:: Aim of the exercise ::
Put the part of the rows that opens with the line containing "Outline every instance of the reflection" and closes with the line containing "136 L 2 339" into a two-column CSV with the columns instruction and output, one row per request. Place each request's text and its answer in a single quoted field, with line breaks replaced by spaces.

## START Data in this exercise

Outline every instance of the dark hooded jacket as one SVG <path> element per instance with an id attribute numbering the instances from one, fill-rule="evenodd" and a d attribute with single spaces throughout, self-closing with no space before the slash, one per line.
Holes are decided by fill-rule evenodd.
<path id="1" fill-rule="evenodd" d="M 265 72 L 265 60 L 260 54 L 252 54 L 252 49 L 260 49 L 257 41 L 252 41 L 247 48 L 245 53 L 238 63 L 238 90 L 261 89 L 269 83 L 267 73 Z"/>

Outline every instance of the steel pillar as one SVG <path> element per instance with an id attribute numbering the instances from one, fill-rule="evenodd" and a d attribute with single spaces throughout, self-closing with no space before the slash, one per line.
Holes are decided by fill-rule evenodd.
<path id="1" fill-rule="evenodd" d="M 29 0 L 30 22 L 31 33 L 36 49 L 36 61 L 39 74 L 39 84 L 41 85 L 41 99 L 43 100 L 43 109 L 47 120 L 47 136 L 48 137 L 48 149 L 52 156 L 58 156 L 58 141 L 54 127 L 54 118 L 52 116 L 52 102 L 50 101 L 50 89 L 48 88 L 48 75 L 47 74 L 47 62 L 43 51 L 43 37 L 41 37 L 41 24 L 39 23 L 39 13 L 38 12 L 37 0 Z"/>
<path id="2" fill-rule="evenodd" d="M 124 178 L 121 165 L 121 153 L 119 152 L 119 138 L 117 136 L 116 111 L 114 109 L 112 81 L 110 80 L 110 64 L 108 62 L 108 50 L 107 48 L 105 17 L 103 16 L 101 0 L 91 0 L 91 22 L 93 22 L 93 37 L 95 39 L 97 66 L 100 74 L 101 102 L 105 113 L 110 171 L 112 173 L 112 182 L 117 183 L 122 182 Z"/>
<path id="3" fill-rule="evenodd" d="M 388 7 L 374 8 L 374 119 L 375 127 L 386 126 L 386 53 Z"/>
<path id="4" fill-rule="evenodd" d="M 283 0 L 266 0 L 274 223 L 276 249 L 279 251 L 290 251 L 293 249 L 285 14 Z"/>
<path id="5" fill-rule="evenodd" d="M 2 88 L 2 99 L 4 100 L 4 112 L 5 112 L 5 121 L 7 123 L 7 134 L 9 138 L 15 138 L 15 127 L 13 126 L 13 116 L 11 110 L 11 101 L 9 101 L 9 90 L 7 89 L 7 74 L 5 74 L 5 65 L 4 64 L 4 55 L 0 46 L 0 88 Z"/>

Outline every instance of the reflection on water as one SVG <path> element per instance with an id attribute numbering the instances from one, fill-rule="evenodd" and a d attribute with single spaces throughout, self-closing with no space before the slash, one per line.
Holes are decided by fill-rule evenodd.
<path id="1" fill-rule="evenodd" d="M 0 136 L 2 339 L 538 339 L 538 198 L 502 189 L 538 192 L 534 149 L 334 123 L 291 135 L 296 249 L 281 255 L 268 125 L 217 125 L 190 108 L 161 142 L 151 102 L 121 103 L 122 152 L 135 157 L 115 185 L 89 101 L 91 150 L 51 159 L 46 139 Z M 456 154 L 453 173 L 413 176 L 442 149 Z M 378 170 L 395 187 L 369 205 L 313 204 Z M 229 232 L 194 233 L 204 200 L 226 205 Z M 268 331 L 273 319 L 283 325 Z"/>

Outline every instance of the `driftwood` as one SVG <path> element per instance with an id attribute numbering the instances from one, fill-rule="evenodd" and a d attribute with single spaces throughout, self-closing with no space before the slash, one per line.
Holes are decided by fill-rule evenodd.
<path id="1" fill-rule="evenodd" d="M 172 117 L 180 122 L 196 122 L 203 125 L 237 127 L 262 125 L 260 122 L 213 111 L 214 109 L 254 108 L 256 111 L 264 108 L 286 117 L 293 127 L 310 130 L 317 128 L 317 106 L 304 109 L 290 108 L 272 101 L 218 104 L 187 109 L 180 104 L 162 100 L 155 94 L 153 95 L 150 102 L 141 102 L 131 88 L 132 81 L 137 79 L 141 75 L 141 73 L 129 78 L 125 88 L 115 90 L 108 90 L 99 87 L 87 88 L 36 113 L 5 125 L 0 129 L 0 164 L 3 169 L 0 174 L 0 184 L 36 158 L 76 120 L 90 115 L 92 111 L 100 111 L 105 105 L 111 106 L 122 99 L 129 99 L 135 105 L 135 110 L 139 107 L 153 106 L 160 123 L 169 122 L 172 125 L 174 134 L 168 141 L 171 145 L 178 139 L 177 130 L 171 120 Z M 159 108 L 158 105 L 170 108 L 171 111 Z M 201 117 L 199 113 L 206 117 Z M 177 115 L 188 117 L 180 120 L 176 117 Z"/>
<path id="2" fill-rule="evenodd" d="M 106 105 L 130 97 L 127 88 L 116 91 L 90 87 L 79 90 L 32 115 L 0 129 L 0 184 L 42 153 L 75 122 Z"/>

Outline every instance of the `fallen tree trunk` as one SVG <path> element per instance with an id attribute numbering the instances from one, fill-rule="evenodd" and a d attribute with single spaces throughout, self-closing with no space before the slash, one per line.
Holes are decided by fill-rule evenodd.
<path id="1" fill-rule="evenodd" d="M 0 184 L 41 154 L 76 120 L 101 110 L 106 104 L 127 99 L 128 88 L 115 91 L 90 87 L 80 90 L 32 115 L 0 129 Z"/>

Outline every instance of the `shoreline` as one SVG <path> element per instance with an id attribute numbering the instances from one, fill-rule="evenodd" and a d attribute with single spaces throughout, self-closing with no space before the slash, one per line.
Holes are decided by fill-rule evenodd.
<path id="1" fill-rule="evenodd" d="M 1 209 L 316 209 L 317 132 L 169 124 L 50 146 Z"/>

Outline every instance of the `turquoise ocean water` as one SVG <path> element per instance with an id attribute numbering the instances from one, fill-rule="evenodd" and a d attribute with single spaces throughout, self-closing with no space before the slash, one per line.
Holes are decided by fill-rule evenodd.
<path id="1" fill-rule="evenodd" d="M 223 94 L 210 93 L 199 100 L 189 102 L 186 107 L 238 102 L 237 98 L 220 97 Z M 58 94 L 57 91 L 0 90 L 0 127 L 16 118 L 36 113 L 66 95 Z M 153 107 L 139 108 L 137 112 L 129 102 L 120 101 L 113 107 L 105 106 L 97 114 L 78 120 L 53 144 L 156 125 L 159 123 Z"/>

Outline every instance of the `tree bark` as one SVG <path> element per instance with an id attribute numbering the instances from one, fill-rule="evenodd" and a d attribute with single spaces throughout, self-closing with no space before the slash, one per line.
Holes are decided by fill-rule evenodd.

## END Data in this exercise

:: Result of the exercise ::
instruction,output
"Outline every instance of the reflection on water as one SVG <path> element per instance with an id attribute numbering the instances from one, fill-rule=""evenodd"" and a d attribute with single spaces throughout, self-closing with no space before the slash, one per line. Holes are decided by fill-rule evenodd.","<path id=""1"" fill-rule=""evenodd"" d=""M 0 136 L 2 339 L 538 339 L 538 198 L 502 189 L 538 192 L 534 149 L 334 123 L 291 135 L 296 249 L 281 255 L 268 125 L 217 125 L 190 108 L 161 142 L 151 102 L 121 103 L 122 152 L 135 157 L 115 185 L 89 101 L 91 150 L 51 159 L 46 139 Z M 456 154 L 453 173 L 413 176 L 442 149 Z M 378 170 L 395 187 L 369 205 L 313 204 Z M 229 232 L 194 233 L 204 200 L 226 205 Z M 268 331 L 273 319 L 283 325 Z""/>"